- _Given problem_:
Gather every line of the items below that contains the string "hood", treating uppercase and lowercase as different.
* * * * * * *
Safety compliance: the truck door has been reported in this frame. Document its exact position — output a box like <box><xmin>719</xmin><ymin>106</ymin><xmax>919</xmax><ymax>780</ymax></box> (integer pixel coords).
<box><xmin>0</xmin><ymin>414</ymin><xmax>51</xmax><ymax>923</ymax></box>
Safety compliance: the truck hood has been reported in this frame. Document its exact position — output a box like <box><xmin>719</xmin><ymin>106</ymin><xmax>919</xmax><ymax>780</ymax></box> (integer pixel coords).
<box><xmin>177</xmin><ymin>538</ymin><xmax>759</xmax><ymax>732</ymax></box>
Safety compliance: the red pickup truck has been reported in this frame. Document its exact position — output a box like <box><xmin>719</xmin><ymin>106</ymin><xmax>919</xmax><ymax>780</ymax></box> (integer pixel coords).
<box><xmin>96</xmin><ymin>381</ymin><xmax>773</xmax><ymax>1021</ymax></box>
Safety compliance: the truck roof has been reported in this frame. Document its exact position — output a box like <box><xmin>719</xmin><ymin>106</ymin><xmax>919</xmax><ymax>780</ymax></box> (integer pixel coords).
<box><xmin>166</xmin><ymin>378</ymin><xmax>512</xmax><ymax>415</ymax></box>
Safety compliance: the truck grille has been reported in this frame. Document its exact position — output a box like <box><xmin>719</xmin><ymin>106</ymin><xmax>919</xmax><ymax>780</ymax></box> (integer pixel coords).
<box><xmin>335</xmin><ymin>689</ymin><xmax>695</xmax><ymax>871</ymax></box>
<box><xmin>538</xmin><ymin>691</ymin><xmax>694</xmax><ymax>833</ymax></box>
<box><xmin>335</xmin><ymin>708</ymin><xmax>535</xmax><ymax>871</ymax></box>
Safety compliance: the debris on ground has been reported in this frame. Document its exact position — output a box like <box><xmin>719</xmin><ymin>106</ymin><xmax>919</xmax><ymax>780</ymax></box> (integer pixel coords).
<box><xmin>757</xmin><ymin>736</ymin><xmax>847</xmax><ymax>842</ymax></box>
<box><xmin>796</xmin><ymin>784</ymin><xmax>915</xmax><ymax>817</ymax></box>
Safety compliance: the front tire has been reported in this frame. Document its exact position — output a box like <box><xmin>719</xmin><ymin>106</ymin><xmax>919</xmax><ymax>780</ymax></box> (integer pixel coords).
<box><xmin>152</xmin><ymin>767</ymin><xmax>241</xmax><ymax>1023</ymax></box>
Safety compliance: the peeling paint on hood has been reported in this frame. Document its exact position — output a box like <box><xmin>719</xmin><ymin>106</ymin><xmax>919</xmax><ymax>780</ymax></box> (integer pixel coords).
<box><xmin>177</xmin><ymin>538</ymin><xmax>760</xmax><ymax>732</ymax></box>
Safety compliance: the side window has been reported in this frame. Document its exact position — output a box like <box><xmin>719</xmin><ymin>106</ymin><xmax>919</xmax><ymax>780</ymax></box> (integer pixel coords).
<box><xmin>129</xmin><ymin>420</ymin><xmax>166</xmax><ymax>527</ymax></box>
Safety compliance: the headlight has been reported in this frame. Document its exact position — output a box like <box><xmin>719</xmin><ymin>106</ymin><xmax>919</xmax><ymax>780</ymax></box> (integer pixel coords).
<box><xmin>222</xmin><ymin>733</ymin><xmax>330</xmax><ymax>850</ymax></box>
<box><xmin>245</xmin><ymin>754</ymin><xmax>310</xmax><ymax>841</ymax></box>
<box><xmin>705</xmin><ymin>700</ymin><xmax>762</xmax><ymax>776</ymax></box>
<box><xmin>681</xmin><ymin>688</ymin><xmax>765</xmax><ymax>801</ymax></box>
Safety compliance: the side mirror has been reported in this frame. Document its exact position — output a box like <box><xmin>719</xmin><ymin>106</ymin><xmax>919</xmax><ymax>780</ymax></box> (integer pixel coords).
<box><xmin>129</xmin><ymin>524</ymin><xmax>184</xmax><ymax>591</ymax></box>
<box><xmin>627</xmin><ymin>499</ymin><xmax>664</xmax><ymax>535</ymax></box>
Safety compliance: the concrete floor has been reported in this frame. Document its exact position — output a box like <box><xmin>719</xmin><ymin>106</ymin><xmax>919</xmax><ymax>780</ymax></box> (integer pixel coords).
* * * * * * *
- _Expected answer_:
Safety compliance: the truck hood has been reported in this frame. Document its exact position — output a box like <box><xmin>719</xmin><ymin>106</ymin><xmax>919</xmax><ymax>780</ymax></box> (integer pixel coords).
Safety compliance: the peeling paint on hood has been reported in this frame. Document its exact position — output a box like <box><xmin>719</xmin><ymin>106</ymin><xmax>919</xmax><ymax>780</ymax></box> (integer pixel coords).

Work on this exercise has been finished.